■ WORK TO DO
Edit the part of the open source theology passage that opens with "Question then: if" and closes with "or produce derivatives.", putting "new versions" in place of "derivatives".

━━ DOCUMENT SEGMENT

Yes, there are political and economic aspects to software. But the way those relate and interplay with open source is quite different from how you believe that they do. Similarly, of course, there are economic and political aspects to theology. But your conclusion that the intent of open source theology is to somehow resolve these problems is just simply incorrect. You cannot critique open source theology for its inherent inability to solve these problems if it has made no claim to be able to do so. Which it has not.
I will say what I said at the beginning. Open source is about "anyone may" not "everyone will". There is no assumption of universal inclusion. There isn't even an assumption about universal access. There is only the intention to eschew the usual model of intentionally constructed restriction. It is the possibility of universal access, but only the possibility, and that possibility is not a goal, but only a by product.
"…because they cannot do it and are not self-identifying their limitations."
"this is the part i am critiquing. i deal with students on a daily basis who can't even put a sentence together – some may never be able to. there are people with inherent limitations socially, cognitively, etc. who will never attain to a level in which they will be able to fully participate in a conversation that is while technically open to everyone, in reality it is not."
Again, I fully understand and agree with what your critiquing. I think its a needed and necessary point that needs to be made. But I still think that you're applying it to the wrong aspect. I mean this with all respect, but I kind of feel like your contention exemplified in the quotes above is where the class issue is found.
True, one wants to make sure that a student can string together a sentence. That is vital and necessary to participate in a certain segment of society, and, yes, we would like for someone to be able to participate in that segment. My point is that you have now (essentially) elevated academic(ish) theology to a place of prominence. That's like saying that Ubuntu is better than Debian (forms of Linux, for those who don't know). True, it might be, but I know a lot of people that really love Debian. Who am I to say that they need to see their OS of choice as limited? (This has been one of the critiques of the liberation theologians – mujeristas, specifically.)
To my mind, "doctrine" is equivalent to "software", not "code." I realize folks might think I'm splitting hairs here, but its an important distinction. If "code" is not doctrine but "The Word of God" then that means that no special training is need in order for, say, African slaves to access the code and develop a system (albeit, non-codified) of doctrine. Most of them could not string a sentence together, but their doctrinal development was top-notch (as Cone eventually demonstrated in a academically "acceptable" way).
Theology, at its base, is reflection on God, ourselves and the relationship between the two. Are some theologies better than others? Yes – I think mine is much better than a lot of people's. But does that preclude God working out freedom through those other theologies? Absolutely not.
You and I may prefer a high level form of academic theology, but that is not necessary to the work of freedom (which is what I contend was God's intention when the source code was "authored"). If we restrict the work of freedom to academic theology, then we have just ruled out 80% of the theologies of the the faith. I'm not up for that.
Question then: if software runs on code, who has the access to author it?
Well, strictly (theologically) speaking, only God is the "author" of the code, yet everyone has been granted access to the code in order to modify it or produce derivatives.

━━━━
━━ RECORD EXTRACTS

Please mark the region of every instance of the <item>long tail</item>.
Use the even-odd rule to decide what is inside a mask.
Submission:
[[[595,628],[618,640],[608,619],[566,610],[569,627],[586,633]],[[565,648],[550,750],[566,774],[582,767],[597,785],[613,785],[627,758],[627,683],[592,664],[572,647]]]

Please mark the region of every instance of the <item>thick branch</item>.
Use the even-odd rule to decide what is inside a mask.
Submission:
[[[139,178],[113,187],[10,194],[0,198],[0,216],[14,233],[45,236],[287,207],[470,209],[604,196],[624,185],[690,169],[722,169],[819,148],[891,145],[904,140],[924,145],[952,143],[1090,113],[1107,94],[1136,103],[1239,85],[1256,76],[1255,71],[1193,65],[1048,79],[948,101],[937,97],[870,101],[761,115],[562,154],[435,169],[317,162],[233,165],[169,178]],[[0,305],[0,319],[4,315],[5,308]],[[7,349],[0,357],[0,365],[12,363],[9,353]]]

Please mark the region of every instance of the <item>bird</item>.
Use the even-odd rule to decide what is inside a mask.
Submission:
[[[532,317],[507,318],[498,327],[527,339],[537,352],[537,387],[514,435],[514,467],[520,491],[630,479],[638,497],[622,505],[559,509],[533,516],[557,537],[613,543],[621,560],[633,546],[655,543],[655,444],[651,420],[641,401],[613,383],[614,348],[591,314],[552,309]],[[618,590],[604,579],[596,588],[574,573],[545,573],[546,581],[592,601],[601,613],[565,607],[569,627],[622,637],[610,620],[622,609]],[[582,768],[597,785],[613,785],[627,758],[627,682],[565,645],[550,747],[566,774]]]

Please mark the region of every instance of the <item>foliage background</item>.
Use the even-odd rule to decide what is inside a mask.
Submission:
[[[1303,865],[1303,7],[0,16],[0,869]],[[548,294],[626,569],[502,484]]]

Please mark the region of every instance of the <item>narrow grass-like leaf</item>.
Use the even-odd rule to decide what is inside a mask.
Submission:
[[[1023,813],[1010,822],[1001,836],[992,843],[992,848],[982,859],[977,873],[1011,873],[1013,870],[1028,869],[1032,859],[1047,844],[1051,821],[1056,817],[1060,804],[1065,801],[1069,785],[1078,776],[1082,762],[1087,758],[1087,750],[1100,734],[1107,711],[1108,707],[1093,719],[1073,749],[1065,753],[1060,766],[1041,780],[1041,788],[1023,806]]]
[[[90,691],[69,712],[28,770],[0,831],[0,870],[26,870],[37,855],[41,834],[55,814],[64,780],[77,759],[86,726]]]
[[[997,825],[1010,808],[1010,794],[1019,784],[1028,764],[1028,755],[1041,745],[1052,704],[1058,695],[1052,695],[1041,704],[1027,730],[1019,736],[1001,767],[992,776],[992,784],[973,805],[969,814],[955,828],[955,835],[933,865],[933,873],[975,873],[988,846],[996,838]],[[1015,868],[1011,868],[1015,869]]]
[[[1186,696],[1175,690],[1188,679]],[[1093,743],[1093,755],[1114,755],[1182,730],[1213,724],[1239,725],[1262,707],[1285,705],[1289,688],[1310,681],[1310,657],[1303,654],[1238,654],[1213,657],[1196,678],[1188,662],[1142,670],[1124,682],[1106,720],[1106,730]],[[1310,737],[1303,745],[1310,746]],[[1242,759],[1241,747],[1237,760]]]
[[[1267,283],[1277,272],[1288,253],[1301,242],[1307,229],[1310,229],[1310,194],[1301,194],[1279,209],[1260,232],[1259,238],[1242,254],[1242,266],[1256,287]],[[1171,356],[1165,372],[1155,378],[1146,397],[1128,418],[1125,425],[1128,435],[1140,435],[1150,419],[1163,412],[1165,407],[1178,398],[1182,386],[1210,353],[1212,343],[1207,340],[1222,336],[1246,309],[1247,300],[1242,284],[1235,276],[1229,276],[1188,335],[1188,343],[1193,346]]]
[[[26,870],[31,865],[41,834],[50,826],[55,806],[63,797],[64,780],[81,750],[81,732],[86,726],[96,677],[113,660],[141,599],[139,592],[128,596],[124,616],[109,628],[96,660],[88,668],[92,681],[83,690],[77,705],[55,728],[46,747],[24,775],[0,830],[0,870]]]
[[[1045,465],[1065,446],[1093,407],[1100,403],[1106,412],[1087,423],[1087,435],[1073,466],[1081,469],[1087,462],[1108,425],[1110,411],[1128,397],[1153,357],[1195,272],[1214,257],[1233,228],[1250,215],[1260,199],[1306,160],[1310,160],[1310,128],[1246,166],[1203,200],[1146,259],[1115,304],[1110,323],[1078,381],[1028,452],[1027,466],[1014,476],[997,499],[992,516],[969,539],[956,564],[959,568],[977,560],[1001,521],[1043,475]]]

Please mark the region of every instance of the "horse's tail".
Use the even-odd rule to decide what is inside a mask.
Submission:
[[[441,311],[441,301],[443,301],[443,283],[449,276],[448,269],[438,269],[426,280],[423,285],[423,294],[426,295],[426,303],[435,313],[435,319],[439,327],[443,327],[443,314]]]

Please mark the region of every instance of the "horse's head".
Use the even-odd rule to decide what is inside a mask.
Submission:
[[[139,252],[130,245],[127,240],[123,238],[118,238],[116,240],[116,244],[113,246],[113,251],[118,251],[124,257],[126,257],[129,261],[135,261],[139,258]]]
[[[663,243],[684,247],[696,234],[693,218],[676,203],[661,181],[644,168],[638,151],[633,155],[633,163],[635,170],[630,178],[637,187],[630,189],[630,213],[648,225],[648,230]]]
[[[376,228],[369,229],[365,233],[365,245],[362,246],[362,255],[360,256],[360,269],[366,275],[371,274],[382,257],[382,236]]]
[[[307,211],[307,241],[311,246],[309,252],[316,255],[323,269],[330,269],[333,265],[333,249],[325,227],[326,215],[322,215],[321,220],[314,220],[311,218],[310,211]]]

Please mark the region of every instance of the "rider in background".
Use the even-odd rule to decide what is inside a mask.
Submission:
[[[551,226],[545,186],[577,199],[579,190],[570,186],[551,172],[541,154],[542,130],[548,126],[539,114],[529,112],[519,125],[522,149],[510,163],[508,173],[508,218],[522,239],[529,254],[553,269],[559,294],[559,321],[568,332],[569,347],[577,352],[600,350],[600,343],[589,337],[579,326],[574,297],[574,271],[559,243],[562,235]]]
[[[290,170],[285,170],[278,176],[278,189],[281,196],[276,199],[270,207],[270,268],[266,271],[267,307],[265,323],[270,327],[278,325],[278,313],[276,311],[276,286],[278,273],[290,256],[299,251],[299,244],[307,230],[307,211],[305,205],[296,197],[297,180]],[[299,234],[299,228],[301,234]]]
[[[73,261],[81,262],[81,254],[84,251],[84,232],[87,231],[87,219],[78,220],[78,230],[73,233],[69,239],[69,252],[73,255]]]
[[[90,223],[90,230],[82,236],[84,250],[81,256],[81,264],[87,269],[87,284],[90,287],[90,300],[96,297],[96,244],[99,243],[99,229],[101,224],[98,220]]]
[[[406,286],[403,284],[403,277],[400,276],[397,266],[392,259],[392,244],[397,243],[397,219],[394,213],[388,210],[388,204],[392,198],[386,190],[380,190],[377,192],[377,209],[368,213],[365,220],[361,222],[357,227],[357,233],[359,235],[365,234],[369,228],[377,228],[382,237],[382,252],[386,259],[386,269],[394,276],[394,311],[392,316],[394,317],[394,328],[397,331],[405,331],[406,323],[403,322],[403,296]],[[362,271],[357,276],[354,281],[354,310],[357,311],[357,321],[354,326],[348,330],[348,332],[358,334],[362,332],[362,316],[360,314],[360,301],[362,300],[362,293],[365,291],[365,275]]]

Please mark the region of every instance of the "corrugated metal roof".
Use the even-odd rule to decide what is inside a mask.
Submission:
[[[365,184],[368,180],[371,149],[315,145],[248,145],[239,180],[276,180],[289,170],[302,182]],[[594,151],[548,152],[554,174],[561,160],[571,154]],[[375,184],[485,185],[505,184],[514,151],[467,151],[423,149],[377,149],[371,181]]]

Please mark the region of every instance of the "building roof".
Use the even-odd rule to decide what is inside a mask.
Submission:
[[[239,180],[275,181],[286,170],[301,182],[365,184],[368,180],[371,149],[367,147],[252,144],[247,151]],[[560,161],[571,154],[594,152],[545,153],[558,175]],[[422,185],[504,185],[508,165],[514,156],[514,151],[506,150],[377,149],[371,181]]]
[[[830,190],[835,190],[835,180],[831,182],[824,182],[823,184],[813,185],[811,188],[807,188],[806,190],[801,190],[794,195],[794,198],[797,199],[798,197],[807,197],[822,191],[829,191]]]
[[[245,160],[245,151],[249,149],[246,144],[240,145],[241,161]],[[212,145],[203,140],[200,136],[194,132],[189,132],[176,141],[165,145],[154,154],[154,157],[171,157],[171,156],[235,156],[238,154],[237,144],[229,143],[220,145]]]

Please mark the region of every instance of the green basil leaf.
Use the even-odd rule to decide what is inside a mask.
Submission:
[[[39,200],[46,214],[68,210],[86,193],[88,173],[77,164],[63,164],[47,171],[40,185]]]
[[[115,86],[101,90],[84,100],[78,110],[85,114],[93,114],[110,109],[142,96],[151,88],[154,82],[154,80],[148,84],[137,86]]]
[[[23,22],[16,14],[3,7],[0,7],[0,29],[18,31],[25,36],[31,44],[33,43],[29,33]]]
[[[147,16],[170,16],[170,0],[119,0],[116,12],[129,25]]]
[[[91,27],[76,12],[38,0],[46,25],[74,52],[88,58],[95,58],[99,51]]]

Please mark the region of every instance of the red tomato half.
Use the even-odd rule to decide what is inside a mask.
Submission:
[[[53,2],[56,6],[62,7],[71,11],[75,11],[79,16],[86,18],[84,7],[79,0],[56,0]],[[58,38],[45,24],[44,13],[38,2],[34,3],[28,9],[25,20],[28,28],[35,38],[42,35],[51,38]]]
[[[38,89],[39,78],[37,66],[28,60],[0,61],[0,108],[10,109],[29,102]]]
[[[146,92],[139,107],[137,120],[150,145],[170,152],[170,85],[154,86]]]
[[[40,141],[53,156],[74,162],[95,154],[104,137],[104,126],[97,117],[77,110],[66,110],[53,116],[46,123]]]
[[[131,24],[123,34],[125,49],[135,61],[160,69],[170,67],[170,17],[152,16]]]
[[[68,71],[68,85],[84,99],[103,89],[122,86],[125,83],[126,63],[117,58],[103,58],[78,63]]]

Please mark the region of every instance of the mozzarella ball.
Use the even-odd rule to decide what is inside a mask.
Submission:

━━━━

■ RESPONSE FOR THIS EXERCISE
Question then: if software runs on code, who has the access to author it?
Well, strictly (theologically) speaking, only God is the "author" of the code, yet everyone has been granted access to the code in order to modify it or produce new versions.